Aim of the task
Copy out every line of the listing below word for word, leaving nothing out.

=== Supplied data ===

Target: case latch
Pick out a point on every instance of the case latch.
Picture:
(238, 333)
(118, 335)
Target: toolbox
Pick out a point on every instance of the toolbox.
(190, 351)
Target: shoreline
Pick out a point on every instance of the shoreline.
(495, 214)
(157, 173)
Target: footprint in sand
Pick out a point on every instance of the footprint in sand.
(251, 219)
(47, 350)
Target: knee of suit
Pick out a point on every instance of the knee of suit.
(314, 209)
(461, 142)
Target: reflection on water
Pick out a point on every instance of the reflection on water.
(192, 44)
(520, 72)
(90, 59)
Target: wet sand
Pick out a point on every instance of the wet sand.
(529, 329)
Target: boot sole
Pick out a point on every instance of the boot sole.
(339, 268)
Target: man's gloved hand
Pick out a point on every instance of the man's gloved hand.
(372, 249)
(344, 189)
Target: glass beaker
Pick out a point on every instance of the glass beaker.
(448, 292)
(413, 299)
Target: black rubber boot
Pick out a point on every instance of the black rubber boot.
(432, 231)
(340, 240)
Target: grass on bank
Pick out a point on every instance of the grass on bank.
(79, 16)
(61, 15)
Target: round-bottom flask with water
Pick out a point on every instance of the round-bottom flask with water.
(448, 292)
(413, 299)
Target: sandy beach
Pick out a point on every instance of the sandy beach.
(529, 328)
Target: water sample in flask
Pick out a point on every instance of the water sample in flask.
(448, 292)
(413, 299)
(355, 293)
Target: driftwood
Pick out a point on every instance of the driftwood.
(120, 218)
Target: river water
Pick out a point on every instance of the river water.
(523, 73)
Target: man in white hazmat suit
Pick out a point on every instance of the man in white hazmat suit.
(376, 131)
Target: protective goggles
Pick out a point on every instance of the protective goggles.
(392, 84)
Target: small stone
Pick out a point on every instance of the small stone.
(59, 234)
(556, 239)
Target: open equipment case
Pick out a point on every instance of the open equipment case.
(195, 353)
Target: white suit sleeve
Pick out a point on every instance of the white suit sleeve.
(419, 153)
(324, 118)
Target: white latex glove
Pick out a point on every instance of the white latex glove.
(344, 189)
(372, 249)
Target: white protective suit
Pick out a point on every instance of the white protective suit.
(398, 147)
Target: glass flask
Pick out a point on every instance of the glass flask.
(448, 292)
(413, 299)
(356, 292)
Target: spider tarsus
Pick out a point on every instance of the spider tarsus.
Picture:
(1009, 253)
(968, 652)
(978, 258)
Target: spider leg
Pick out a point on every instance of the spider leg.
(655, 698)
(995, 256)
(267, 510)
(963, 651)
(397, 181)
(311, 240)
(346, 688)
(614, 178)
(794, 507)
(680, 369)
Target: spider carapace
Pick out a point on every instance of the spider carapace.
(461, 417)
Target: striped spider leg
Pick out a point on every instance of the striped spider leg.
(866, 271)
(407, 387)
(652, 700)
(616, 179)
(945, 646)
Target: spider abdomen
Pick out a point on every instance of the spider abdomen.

===

Right answer
Target: case latch
Pick out a point on every instance of the case latch.
Picture:
(238, 333)
(118, 335)
Target: toolbox
Pick out a point on every instance of the toolbox.
(190, 351)
Target: shoreline
Pick out a point on every instance of the shoreline.
(495, 214)
(157, 173)
Target: footprint in sand
Pick out a point on every instance of the footprint in sand.
(251, 219)
(47, 350)
Target: knee of suit
Pick out a point on every instance of the knee of suit.
(314, 209)
(461, 142)
Target: reflection on water
Pick out a point on every instance of the reflection on water.
(192, 44)
(520, 72)
(90, 59)
Target: wet sand
Pick out a point on every instance of the wet sand.
(529, 329)
Target: boot sole
Pick out a point on every instance of the boot sole.
(339, 268)
Target: man's gloved hand
Pick out a point on every instance of the man's gloved hand.
(372, 249)
(344, 189)
Target: glass beaker
Pick out a point on every instance of the glass beaker.
(448, 292)
(413, 299)
Target: black rubber boot
Pick out a point on every instance of the black rubber boot.
(432, 231)
(340, 240)
Target: grass on bank
Pick out a point on every instance of the grass on bank.
(79, 16)
(61, 15)
Target: round-bottom flask with water
Pick out a point on every instance of the round-bottom flask with water.
(448, 292)
(413, 299)
Target: sandy beach
Pick out a point on every instance of the sandy beach.
(529, 328)
Target: water sample in flask
Pick out a point on every instance of the water sample in flask.
(448, 292)
(413, 299)
(355, 293)
Target: driftwood
Pick out a point on every instance of the driftwood.
(120, 218)
Target: river water
Pick out a point on every instance of the river water.
(523, 73)
Target: man in white hazmat suit
Pick out a point on every instance of the man in white hazmat suit.
(376, 131)
Target: protective goggles
Pick out a point on every instance of the protective goggles.
(392, 84)
Target: small stone
Pick out a point on every instance of the small stone.
(59, 234)
(556, 239)
Target: open equipment case
Pick out a point on every instance of the open equipment case.
(195, 353)
Target: white suit sleeve
Pick out a point on every instance of the white suit sleeve.
(419, 153)
(324, 118)
Target: white latex glove
Pick out a point on every instance of the white latex glove.
(344, 189)
(372, 249)
Target: white protective suit
Pick out a point on every instance of the white protective suit.
(398, 147)
Target: glass flask
Pick out a point on every instance of the glass flask.
(448, 292)
(413, 299)
(356, 292)
Target: spider tarsus
Pick out a point on every instance of the spider tarsus.
Picture:
(1009, 253)
(968, 652)
(978, 258)
Target: spider leg
Pick out a point on every instance of the spider leg.
(655, 698)
(995, 256)
(267, 510)
(963, 651)
(397, 181)
(311, 240)
(346, 688)
(614, 178)
(794, 507)
(680, 369)
Target: spider carapace
Pick out a point on every instance of the spider carapace.
(461, 417)
Target: striped spider leg
Pick out a point on every instance of the striped spider leg.
(866, 271)
(407, 387)
(652, 700)
(616, 179)
(945, 646)
Target: spider abdomen
Pick out a point on every instance of the spider abdomen.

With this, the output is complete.